**What is expected:** Update the rows from the line with "the red tomato" up to and including the line with "M 855 749 L" by replacing "Target" with "Query", keeping everything else unchanged.

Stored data
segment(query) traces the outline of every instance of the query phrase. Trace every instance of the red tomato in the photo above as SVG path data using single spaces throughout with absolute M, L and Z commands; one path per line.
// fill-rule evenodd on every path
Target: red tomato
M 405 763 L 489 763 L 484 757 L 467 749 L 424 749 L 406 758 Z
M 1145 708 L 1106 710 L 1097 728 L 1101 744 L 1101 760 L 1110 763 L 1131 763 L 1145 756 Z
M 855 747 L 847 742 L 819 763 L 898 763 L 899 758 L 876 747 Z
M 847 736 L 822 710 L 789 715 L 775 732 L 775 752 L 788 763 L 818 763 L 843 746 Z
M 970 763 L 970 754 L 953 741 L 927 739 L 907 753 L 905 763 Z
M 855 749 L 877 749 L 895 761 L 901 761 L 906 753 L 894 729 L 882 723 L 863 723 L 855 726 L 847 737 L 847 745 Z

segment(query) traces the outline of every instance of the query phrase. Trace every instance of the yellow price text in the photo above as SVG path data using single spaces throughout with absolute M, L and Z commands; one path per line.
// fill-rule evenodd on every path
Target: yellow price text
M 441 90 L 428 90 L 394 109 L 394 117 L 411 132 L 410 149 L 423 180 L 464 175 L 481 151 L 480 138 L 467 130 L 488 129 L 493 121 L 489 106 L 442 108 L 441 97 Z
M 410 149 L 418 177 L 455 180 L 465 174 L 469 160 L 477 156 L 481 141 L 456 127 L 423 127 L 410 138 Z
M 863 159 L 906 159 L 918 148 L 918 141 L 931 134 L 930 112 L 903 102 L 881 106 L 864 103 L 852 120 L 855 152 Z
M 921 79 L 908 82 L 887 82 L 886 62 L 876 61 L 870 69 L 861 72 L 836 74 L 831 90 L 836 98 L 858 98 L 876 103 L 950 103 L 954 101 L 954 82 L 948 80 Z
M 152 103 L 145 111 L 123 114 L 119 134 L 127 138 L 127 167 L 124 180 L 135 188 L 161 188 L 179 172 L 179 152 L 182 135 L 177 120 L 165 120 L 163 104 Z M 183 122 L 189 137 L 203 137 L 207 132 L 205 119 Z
* * *
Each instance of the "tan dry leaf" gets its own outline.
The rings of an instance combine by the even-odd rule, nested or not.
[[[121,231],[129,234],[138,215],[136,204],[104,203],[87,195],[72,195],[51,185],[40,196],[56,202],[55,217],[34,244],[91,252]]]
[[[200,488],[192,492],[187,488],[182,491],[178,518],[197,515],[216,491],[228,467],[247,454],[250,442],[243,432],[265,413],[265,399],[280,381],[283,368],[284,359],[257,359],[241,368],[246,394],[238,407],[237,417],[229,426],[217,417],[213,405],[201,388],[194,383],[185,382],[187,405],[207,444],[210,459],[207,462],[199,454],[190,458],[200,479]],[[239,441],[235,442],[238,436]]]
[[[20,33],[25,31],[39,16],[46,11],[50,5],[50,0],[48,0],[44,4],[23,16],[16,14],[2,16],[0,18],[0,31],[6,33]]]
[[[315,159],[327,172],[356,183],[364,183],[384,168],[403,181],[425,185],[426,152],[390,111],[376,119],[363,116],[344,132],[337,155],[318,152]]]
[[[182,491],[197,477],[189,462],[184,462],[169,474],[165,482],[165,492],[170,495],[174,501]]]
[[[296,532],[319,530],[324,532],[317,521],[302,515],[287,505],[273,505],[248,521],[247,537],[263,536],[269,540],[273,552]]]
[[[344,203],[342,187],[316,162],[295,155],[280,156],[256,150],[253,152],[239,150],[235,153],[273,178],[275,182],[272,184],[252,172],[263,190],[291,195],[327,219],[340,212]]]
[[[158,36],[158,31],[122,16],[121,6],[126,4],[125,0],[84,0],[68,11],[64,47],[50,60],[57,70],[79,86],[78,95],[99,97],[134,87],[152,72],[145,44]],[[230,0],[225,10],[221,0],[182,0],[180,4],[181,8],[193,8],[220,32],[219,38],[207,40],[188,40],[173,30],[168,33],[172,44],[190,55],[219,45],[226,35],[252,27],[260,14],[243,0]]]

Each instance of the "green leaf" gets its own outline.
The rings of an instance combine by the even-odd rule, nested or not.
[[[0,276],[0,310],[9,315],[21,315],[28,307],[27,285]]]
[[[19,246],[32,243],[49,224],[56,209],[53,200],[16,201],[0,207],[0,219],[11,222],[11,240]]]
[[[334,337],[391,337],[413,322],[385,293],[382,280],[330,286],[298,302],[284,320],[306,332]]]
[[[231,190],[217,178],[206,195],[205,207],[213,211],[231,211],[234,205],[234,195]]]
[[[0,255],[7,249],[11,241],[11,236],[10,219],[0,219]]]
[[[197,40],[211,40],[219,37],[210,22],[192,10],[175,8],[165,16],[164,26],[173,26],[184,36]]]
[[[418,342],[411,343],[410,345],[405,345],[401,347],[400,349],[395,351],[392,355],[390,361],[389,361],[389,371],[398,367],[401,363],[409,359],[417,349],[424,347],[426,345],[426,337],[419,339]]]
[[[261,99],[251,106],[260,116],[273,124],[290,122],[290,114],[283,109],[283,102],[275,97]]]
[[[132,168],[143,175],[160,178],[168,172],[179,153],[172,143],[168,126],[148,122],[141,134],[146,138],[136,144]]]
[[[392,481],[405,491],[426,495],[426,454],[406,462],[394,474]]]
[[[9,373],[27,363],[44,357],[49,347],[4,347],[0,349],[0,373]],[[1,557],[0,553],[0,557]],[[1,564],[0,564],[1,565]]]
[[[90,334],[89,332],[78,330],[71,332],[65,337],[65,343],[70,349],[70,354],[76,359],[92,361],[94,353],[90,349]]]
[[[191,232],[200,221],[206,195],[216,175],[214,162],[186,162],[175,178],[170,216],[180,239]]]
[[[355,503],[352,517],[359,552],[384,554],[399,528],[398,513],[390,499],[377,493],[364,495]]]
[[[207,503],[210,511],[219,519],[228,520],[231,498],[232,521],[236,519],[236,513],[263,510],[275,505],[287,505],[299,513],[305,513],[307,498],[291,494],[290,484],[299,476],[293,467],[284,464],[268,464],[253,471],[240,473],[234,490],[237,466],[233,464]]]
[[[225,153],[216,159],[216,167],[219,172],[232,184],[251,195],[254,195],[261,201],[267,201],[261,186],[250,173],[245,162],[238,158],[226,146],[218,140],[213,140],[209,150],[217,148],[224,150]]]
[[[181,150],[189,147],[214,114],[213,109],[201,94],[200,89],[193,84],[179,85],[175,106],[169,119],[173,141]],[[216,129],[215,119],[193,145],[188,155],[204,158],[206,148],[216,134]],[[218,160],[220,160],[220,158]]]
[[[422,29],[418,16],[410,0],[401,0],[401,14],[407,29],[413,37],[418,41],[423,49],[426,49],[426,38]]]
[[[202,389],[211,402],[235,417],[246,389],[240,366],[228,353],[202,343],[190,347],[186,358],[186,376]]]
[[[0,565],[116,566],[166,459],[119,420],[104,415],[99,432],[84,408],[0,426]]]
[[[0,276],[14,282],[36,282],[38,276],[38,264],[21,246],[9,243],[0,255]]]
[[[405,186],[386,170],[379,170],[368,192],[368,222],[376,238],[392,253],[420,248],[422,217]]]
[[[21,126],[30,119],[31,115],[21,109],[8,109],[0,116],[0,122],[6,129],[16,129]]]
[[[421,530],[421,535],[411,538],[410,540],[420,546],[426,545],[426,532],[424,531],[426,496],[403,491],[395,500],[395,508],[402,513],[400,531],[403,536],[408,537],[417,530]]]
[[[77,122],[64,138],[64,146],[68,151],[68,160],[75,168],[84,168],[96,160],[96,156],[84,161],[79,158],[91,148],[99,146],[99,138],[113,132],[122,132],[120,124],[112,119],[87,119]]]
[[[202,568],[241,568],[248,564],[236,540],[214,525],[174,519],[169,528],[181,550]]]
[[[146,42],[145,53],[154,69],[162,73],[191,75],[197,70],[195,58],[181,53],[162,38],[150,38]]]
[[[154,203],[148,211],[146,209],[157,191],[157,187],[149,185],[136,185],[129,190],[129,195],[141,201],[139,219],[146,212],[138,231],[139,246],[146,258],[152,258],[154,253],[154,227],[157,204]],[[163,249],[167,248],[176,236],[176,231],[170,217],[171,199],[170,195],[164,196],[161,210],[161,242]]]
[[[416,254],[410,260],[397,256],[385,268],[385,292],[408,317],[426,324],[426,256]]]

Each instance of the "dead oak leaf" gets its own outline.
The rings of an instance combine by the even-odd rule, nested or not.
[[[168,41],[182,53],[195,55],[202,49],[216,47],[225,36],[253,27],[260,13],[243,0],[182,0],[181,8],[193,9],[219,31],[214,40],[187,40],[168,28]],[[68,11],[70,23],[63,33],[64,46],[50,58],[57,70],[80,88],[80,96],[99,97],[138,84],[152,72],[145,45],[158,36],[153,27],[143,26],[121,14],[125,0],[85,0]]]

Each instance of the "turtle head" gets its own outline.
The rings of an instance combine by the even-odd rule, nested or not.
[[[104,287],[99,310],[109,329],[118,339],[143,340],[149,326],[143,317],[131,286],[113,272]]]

**Written reply:**
segment(query) traces the outline of every instance of the query phrase. Trace every instance of the red tomato in the photo above as SVG path data using single spaces throughout with absolute M, L and Z commands; one path per line.
// fill-rule evenodd on every path
Query: red tomato
M 405 763 L 489 763 L 484 757 L 467 749 L 424 749 L 406 758 Z
M 1145 708 L 1106 710 L 1097 728 L 1101 744 L 1101 760 L 1110 763 L 1131 763 L 1145 756 Z
M 855 747 L 847 742 L 819 763 L 898 763 L 899 758 L 876 747 Z
M 847 736 L 822 710 L 789 715 L 775 732 L 775 752 L 788 763 L 818 763 L 843 746 Z
M 970 763 L 970 754 L 953 741 L 927 739 L 907 753 L 905 763 Z
M 855 749 L 877 749 L 895 761 L 901 761 L 906 753 L 894 729 L 882 723 L 863 723 L 855 726 L 847 737 L 847 745 Z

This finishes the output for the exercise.